*Data rows*:
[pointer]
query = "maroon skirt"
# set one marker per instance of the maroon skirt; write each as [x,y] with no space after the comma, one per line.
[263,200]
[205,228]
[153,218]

*Directions for this task*: Reproduce the data above line for line, changing nothing.

*Response to the task*:
[pointer]
query = "maroon skirt"
# set one marker per instance of the maroon skirt; write each as [x,y] with no space after the comma, one per line.
[263,200]
[205,228]
[153,218]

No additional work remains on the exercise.